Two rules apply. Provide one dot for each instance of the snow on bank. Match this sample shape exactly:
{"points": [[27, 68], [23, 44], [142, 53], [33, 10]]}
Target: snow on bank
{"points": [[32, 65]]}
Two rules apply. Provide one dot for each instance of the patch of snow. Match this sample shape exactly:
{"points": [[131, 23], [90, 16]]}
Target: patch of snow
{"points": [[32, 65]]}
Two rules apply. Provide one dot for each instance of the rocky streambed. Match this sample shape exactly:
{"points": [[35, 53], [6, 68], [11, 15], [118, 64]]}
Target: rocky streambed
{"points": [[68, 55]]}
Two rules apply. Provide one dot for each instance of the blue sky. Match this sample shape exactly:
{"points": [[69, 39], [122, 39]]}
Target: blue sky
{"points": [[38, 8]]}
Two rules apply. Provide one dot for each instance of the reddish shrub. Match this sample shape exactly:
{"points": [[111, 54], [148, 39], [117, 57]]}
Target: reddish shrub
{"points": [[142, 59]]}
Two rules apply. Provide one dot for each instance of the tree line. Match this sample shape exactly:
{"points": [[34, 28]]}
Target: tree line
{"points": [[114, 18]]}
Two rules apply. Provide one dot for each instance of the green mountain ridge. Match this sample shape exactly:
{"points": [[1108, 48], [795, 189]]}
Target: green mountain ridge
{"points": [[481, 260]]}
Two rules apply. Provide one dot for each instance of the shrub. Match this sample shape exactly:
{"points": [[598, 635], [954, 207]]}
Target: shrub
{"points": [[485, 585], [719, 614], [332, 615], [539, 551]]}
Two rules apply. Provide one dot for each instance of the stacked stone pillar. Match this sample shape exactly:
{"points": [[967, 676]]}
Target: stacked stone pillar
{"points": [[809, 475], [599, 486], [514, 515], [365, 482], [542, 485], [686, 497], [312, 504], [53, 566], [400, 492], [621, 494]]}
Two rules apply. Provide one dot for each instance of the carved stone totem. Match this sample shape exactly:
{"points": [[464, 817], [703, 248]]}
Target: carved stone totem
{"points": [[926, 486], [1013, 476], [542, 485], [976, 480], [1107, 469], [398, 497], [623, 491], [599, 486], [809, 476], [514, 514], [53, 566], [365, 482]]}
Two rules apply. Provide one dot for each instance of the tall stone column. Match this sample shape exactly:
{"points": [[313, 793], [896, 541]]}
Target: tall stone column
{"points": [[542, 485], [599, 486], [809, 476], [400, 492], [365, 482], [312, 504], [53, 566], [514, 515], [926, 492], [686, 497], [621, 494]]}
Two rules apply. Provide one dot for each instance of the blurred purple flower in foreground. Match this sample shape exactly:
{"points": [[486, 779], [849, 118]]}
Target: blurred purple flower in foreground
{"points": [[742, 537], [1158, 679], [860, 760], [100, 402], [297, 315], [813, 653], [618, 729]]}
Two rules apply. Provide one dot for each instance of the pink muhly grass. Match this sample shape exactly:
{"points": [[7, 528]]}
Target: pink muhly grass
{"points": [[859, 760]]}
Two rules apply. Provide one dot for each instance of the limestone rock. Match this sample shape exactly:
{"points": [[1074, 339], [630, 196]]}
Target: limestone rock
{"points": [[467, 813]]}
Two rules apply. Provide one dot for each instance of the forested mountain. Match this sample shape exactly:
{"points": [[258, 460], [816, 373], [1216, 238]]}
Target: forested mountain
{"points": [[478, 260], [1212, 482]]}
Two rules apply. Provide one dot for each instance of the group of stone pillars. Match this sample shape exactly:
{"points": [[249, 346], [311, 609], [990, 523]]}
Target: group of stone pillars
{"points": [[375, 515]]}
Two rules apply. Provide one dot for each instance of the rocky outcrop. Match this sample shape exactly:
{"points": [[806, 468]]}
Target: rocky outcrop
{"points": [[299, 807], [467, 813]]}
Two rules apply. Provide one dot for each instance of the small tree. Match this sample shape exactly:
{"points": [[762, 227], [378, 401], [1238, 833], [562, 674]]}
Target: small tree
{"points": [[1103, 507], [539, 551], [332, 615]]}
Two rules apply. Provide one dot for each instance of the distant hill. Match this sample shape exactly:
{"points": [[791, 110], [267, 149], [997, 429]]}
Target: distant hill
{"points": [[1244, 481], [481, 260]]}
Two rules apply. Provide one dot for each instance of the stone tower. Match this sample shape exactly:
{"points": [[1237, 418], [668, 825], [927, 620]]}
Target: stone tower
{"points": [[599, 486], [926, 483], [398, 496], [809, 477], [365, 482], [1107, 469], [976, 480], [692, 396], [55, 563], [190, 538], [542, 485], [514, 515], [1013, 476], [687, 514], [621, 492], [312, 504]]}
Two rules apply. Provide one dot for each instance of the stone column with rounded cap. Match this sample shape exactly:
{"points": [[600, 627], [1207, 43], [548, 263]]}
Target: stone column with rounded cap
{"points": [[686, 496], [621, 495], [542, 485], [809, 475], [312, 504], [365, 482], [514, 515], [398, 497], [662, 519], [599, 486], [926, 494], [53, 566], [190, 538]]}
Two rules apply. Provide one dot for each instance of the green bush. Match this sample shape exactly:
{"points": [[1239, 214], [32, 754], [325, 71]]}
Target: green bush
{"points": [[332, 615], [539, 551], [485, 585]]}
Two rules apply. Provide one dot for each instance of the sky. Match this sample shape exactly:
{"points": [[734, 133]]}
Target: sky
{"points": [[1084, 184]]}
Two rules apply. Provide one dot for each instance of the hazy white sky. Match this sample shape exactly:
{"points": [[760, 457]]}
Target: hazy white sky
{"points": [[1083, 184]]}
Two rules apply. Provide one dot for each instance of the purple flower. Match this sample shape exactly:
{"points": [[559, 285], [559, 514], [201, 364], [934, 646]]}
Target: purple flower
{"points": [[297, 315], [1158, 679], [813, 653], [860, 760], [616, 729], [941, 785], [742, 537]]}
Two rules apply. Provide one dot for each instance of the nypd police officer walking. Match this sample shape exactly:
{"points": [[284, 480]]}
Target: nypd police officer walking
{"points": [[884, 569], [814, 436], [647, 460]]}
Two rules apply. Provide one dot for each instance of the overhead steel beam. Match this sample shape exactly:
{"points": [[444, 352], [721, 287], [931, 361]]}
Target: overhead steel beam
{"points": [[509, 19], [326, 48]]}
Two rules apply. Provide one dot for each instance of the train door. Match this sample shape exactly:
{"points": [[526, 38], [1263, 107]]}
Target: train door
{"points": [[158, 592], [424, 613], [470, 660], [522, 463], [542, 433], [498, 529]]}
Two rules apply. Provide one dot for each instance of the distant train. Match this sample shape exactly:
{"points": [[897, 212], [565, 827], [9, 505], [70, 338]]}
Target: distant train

◇ ◇ ◇ ◇ ◇ ◇ ◇

**WHAT IS EXPECTED**
Copy out the material word for word and line for line.

**RESPONSE**
Two rules apply. Provide one dot for each instance of the snow on bank. Match this sample shape exactly:
{"points": [[27, 68], [23, 44], [142, 53], [33, 10]]}
Target: snow on bank
{"points": [[32, 65]]}
Two rules apply. Provide one dot for each instance of the patch of snow. Match this sample shape exactly:
{"points": [[131, 23], [90, 16]]}
Target: patch of snow
{"points": [[32, 65]]}
Two rules apply. Provide one dot for each instance of the rocky streambed. Match this sample shape exactly:
{"points": [[35, 53], [6, 68], [11, 15], [118, 64]]}
Target: rocky streambed
{"points": [[68, 55]]}
Two rules apply. Provide one dot for each instance of the blue sky. Match this sample shape exactly:
{"points": [[69, 39], [122, 39]]}
Target: blue sky
{"points": [[38, 8]]}
Two rules apply. Provide one dot for each instance of the reddish shrub. Match this sample shape exactly:
{"points": [[111, 54], [148, 39], [117, 57]]}
Target: reddish shrub
{"points": [[142, 59]]}
Two rules apply. Provide one dot for each instance of the tree line. Match this sample shape exactly:
{"points": [[34, 28]]}
Target: tree line
{"points": [[114, 18]]}
Two rules apply. Provide one dot for each instance of the green mountain ridge. Match this sample shape exactly:
{"points": [[1108, 48], [795, 189]]}
Target: green mountain ridge
{"points": [[481, 260]]}
Two rules apply. Provide one dot for each instance of the shrub. Match this sample shape exactly:
{"points": [[598, 635], [954, 207]]}
Target: shrub
{"points": [[485, 585], [719, 614], [332, 615], [539, 551]]}
Two rules apply. Provide one dot for each instance of the stacked stone pillar. Match this sample shape exactly:
{"points": [[967, 676]]}
Target: stacked stone pillar
{"points": [[809, 475], [599, 486], [514, 515], [365, 482], [542, 485], [686, 497], [312, 504], [53, 566], [400, 492], [621, 494]]}
Two rules apply. Provide one dot for each instance of the carved stone totem. Match this sample shape exactly:
{"points": [[464, 817], [703, 248]]}
Target: carved stone totem
{"points": [[926, 486], [1013, 476], [542, 485], [976, 480], [1107, 469], [398, 497], [623, 491], [599, 486], [809, 476], [514, 514], [53, 566], [365, 482]]}
Two rules apply. Provide one dot for each instance of the tall stone column. Match this sample shape exactly:
{"points": [[313, 793], [896, 541]]}
Target: tall stone column
{"points": [[542, 485], [599, 486], [809, 476], [400, 492], [365, 482], [312, 504], [53, 566], [514, 515], [926, 492], [686, 497], [621, 494]]}
Two rules apply. Provide one dot for each instance of the blurred purple flower in foreground. Match this sample shape exactly:
{"points": [[486, 779], [849, 118]]}
Target: blurred purple flower in foreground
{"points": [[742, 537], [1158, 679], [860, 760], [100, 402], [297, 315], [813, 653], [618, 729]]}
Two rules apply. Provide one dot for each instance of the pink muhly grass. Match this sample shape exactly:
{"points": [[7, 528]]}
Target: pink muhly grass
{"points": [[859, 760]]}
Two rules apply. Provide one dot for each instance of the limestone rock. Match this sample shape exactly:
{"points": [[1074, 339], [630, 196]]}
Target: limestone rock
{"points": [[467, 813]]}
Two rules apply. Provide one dot for each instance of the forested mountain. Match this sample shape exactly:
{"points": [[258, 460], [816, 373], [1216, 238]]}
Target: forested mountain
{"points": [[478, 260], [1212, 482]]}
Two rules apply. Provide one dot for each instance of the group of stone pillars. Match this sample shape exactly:
{"points": [[249, 346], [311, 609], [990, 523]]}
Target: group of stone pillars
{"points": [[375, 515]]}
Two rules apply. Provide one dot for each instance of the rocky outcrop. Match this sample shape exactly:
{"points": [[806, 468]]}
Target: rocky outcrop
{"points": [[299, 807], [467, 813]]}
Two rules apply. Provide one dot for each instance of the small tree. Match this sample shape exactly:
{"points": [[762, 227], [378, 401], [1238, 833], [562, 674]]}
Target: small tree
{"points": [[1103, 507], [539, 551], [332, 615]]}
Two rules apply. Provide one dot for each instance of the distant hill. Match this sample shape exactly:
{"points": [[791, 110], [267, 149], [997, 429]]}
Target: distant hill
{"points": [[1244, 481], [481, 260]]}
Two rules apply. Provide one dot for each instance of the stone tower. Match this sample shape exactly:
{"points": [[1237, 418], [668, 825], [927, 620]]}
Target: stone tower
{"points": [[599, 486], [926, 483], [398, 496], [809, 477], [365, 482], [1107, 469], [976, 480], [692, 396], [55, 563], [190, 538], [542, 485], [514, 515], [1013, 476], [687, 514], [621, 492], [312, 504]]}
Two rules apply. Provide one dot for each instance of the stone column with rounded cap. Match this sample shape exactly:
{"points": [[600, 627], [1207, 43], [548, 263]]}
Target: stone column with rounded cap
{"points": [[686, 496], [621, 495], [542, 485], [809, 475], [312, 504], [365, 482], [514, 515], [398, 497], [662, 519], [599, 486], [926, 494], [53, 566], [190, 538]]}
Two rules apply. Provide one dot for each instance of the green bush. Match this sample shape exactly:
{"points": [[1239, 214], [32, 754], [325, 71]]}
Target: green bush
{"points": [[332, 615], [539, 551], [485, 585]]}
Two rules apply. Provide one dot for each instance of the sky. Match this sample shape exactly:
{"points": [[734, 133]]}
Target: sky
{"points": [[1084, 184]]}
Two rules apply. Provide one dot for each instance of the hazy white sky. Match this sample shape exactly:
{"points": [[760, 457]]}
Target: hazy white sky
{"points": [[1083, 184]]}
Two rules apply. Provide one dot for each instance of the purple flower. Match this sample shape exactly:
{"points": [[559, 285], [559, 514], [201, 364], [934, 646]]}
Target: purple flower
{"points": [[297, 315], [1158, 679], [813, 653], [860, 760], [616, 729], [941, 785], [742, 537]]}
Two rules apply. Provide one dot for each instance of the nypd police officer walking. Match this sample shape exactly:
{"points": [[284, 480]]}
Target: nypd police officer walking
{"points": [[884, 569], [814, 436], [647, 460]]}
Two rules apply. Provide one dot for each instance of the overhead steel beam. Match this sample shape exactly:
{"points": [[444, 352], [721, 287], [931, 361]]}
Target: overhead steel beam
{"points": [[509, 19], [326, 48]]}
Two rules apply. Provide one dot for each instance of the train door. Match this sample shape exactly:
{"points": [[526, 38], [1263, 107]]}
Target: train door
{"points": [[158, 592], [424, 613], [470, 660], [522, 463], [542, 433], [498, 529]]}
Two rules apply. Provide one dot for each instance of the distant train. Match this sample shape exactly:
{"points": [[897, 212], [565, 827], [9, 505], [70, 338]]}
Target: distant train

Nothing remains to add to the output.